Excerpts from a detection dataset:
□ □ □ □ □ □ □

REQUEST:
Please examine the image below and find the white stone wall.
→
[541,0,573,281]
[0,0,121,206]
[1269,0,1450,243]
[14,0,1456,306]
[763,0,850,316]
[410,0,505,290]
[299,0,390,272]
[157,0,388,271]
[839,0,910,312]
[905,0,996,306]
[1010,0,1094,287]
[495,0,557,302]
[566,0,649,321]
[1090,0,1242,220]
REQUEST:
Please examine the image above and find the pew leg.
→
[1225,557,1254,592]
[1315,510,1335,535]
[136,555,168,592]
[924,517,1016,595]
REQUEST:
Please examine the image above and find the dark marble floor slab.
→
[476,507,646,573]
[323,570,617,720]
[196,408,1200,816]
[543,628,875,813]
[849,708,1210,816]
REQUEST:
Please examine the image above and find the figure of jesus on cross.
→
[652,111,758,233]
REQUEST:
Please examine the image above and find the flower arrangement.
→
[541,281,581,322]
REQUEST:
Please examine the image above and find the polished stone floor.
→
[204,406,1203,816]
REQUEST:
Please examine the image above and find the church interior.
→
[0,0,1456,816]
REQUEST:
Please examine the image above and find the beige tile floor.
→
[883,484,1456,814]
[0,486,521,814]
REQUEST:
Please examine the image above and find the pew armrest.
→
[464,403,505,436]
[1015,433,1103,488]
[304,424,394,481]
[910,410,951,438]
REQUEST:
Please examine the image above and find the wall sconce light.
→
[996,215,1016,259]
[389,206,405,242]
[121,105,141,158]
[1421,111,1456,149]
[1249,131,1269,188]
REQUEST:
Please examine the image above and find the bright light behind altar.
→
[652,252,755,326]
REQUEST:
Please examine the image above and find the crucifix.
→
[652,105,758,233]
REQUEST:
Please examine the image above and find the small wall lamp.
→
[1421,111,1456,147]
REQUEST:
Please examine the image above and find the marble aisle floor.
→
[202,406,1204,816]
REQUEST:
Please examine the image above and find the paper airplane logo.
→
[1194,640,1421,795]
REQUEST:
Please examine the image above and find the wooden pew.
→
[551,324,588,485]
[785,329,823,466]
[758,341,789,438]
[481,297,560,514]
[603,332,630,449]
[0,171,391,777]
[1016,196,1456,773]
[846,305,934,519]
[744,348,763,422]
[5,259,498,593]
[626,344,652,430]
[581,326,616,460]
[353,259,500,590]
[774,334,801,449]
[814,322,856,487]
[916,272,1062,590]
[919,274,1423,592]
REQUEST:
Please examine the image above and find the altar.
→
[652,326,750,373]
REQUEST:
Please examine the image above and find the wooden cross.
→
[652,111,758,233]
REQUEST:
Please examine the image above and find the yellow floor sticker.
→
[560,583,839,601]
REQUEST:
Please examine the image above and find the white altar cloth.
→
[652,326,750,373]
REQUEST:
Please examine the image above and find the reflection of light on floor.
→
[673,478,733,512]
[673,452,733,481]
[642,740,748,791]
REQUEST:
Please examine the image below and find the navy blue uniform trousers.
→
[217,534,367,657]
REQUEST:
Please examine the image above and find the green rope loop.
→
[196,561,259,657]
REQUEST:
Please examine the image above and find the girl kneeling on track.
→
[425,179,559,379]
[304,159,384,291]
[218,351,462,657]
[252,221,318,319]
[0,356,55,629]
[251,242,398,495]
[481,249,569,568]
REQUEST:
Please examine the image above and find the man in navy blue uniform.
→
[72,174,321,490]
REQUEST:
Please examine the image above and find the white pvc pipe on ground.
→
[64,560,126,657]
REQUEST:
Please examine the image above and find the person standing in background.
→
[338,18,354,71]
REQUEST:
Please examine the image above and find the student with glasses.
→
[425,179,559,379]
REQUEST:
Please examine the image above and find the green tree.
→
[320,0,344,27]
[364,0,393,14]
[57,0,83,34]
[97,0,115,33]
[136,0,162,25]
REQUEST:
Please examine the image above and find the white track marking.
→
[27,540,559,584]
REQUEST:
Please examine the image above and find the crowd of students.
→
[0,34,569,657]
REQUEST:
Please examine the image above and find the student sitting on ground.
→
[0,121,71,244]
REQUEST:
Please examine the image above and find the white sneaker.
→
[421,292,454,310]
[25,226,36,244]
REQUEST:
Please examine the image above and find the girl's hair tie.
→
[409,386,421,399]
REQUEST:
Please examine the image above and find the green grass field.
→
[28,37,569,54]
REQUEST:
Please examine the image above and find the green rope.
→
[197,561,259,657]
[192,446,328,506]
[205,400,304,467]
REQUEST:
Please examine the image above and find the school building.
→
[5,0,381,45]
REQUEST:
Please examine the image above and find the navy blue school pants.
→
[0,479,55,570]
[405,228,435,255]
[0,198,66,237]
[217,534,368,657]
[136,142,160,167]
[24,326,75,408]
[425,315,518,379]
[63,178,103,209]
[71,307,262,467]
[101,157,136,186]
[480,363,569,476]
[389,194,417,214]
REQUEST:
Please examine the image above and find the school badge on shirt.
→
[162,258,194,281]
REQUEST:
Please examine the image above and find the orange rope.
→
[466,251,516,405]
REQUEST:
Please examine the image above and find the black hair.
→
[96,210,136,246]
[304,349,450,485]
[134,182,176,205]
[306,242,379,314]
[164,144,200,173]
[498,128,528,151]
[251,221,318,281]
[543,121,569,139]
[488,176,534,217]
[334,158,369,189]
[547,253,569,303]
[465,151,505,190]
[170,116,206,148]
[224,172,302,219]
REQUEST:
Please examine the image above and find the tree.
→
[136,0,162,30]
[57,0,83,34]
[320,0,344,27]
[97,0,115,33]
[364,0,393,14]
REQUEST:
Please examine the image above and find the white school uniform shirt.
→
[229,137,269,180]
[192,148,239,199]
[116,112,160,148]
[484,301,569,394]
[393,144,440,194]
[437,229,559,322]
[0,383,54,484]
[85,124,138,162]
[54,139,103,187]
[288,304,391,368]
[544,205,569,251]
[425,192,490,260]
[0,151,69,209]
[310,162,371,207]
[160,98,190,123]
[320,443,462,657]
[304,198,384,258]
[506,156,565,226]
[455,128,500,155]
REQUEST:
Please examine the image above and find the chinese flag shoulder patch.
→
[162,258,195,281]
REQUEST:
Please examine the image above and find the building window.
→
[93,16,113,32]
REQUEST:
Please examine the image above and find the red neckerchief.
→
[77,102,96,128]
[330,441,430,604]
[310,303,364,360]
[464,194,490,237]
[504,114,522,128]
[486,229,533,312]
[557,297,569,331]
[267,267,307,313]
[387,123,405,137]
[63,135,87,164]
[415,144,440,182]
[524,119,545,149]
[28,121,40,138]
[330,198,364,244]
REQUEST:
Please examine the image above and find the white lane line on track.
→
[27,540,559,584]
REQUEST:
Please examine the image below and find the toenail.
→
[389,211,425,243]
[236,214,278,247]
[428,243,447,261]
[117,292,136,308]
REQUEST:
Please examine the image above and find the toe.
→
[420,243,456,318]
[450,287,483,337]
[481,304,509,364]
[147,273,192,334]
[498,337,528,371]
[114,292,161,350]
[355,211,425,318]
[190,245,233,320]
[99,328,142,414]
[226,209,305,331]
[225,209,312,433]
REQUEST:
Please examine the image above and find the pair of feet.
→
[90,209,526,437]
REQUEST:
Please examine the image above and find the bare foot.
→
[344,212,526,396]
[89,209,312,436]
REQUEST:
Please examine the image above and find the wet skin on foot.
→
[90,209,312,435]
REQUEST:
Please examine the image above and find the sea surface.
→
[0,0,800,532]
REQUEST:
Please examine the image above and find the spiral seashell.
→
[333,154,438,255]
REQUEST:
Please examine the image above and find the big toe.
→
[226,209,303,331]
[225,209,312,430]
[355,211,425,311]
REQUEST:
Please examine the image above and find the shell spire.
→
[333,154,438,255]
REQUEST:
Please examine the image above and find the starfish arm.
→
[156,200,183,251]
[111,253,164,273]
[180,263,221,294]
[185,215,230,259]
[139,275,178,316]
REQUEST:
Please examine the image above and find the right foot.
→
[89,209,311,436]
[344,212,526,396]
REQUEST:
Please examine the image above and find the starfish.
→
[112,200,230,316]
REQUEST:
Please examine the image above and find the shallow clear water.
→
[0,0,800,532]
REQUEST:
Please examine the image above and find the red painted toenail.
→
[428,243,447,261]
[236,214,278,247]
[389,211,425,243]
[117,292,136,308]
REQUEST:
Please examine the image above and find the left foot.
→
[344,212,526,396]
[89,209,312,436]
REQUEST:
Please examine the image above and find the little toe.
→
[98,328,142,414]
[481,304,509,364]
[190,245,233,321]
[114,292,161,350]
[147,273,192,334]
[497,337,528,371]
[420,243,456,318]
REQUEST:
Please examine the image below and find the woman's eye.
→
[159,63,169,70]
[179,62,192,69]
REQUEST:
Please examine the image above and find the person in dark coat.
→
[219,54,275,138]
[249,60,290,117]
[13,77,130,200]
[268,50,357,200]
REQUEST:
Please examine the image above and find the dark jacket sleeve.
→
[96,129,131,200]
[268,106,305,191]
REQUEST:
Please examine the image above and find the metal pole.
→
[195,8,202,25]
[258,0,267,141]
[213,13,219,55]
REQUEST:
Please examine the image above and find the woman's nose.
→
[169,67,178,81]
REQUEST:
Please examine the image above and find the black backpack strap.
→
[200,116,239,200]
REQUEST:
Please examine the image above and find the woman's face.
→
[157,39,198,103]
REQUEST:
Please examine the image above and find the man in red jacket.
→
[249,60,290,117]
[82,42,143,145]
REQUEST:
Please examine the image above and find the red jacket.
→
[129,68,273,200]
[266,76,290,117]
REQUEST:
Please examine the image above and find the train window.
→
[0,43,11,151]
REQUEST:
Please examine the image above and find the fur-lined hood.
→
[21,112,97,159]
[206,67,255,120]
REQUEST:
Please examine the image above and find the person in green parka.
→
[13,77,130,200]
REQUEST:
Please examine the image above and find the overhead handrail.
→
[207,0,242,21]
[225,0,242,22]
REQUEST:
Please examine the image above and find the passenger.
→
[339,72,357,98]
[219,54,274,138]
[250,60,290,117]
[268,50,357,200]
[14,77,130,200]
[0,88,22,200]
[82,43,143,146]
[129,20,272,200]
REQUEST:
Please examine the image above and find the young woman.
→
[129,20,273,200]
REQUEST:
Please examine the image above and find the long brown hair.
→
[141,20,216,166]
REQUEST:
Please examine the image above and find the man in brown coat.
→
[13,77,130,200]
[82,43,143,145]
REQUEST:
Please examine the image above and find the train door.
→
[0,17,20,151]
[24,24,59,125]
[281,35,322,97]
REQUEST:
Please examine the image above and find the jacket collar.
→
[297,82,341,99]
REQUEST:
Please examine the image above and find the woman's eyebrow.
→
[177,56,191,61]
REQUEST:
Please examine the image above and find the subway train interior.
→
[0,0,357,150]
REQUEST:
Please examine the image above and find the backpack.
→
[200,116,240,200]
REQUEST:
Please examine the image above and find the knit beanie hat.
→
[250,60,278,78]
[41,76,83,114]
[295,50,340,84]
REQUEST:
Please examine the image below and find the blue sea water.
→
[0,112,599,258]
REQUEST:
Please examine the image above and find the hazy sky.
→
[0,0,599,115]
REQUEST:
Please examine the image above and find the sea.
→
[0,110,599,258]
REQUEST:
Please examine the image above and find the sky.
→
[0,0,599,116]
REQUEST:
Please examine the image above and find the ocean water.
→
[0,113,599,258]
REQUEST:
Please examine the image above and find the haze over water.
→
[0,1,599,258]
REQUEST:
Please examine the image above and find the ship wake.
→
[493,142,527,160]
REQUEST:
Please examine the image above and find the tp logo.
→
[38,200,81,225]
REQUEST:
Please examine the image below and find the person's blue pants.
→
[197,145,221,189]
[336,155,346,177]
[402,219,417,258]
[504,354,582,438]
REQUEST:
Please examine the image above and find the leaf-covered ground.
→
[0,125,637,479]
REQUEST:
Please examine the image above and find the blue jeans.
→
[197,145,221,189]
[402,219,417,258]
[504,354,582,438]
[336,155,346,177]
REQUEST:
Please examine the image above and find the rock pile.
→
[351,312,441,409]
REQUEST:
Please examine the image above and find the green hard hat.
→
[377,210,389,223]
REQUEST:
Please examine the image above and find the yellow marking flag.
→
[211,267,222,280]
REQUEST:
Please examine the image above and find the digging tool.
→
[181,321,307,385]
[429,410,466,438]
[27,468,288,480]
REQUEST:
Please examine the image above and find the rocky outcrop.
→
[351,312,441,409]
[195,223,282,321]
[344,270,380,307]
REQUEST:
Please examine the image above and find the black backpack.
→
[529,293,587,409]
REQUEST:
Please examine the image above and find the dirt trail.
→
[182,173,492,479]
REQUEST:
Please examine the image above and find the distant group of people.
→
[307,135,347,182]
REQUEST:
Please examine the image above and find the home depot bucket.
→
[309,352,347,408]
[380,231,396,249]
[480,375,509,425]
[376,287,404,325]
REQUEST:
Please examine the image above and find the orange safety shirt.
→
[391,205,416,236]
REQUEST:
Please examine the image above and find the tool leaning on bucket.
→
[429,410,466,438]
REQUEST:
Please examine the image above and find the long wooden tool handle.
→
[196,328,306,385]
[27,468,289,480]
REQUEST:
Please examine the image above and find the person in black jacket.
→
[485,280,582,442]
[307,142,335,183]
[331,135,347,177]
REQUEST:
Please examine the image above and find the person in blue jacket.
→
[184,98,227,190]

□ □ □ □ □ □ □

Stated problem.
Copy out the items from their start, stopping after the line that contains "[924,517,1016,595]". Keep every request unchanged, but multiply each bounding-box coordinate in the answers by 1.5 and round to whole numbers, with halves rounded up.

Solved problem.
REQUEST:
Please examine the image below and find the white stone wall.
→
[812,0,860,422]
[0,0,182,309]
[1904,0,2175,365]
[21,0,2184,459]
[1145,0,1275,474]
[615,0,758,435]
[449,0,585,408]
[236,0,582,407]
[1259,0,1365,468]
[1358,0,1494,459]
[1515,0,1641,431]
[743,0,836,453]
[849,0,974,482]
[1635,0,1863,330]
REQUEST:
Please examine the image above and find the pew leg.
→
[1838,836,1881,888]
[1973,765,2003,803]
[204,833,252,888]
[1386,776,1524,893]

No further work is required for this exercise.